### YOUR GOAL
For each line below with the word "window", write out a copy.

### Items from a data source
__________________________________________________

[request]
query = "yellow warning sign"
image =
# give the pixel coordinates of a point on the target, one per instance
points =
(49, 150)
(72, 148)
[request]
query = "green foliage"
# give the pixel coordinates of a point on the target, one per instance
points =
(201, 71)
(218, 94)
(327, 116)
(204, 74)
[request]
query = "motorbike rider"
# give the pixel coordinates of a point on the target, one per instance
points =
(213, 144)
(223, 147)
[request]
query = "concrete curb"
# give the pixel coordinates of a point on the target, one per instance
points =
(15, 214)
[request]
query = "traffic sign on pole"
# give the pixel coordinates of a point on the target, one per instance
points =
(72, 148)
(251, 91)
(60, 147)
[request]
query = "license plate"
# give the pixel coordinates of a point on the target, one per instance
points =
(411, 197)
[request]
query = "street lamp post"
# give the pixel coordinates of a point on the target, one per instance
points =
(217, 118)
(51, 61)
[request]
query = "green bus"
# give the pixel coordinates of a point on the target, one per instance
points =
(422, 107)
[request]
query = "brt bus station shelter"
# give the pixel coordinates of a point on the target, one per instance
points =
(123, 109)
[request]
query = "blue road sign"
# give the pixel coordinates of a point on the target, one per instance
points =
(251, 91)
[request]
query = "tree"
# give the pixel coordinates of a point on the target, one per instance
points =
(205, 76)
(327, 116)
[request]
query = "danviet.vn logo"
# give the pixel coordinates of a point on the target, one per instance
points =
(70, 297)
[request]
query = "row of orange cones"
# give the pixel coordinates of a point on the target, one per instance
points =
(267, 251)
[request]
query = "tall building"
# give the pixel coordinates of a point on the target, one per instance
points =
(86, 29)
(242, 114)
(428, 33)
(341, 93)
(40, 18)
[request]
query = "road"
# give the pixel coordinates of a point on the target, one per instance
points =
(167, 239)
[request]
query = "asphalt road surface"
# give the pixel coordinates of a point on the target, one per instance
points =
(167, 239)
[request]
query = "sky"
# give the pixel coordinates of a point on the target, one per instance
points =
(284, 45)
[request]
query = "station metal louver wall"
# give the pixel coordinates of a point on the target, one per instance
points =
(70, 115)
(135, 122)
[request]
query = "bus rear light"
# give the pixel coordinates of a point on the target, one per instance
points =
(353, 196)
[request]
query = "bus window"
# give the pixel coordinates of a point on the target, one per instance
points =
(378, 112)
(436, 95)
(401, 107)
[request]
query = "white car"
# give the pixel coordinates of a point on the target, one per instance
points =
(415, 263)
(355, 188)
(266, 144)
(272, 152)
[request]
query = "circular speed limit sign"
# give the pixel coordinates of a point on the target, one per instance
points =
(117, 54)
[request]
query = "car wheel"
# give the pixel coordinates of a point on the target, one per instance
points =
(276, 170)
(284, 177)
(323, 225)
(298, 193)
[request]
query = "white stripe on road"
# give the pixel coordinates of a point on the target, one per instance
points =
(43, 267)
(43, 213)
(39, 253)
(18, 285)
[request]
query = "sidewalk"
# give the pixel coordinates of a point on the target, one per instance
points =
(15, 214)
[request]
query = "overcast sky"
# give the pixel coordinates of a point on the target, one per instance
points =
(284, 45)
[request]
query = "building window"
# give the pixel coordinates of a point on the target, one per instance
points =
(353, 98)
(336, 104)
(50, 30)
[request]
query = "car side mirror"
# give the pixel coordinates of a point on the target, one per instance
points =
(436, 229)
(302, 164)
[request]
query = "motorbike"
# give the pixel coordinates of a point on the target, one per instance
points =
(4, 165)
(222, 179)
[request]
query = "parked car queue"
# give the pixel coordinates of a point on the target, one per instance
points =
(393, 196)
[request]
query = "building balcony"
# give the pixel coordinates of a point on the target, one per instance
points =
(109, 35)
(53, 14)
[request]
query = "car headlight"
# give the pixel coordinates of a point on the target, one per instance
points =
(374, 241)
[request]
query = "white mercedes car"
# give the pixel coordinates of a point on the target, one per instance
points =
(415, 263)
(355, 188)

__________________________________________________

### EXERCISE SOLUTION
query = "bus window"
query = "building window"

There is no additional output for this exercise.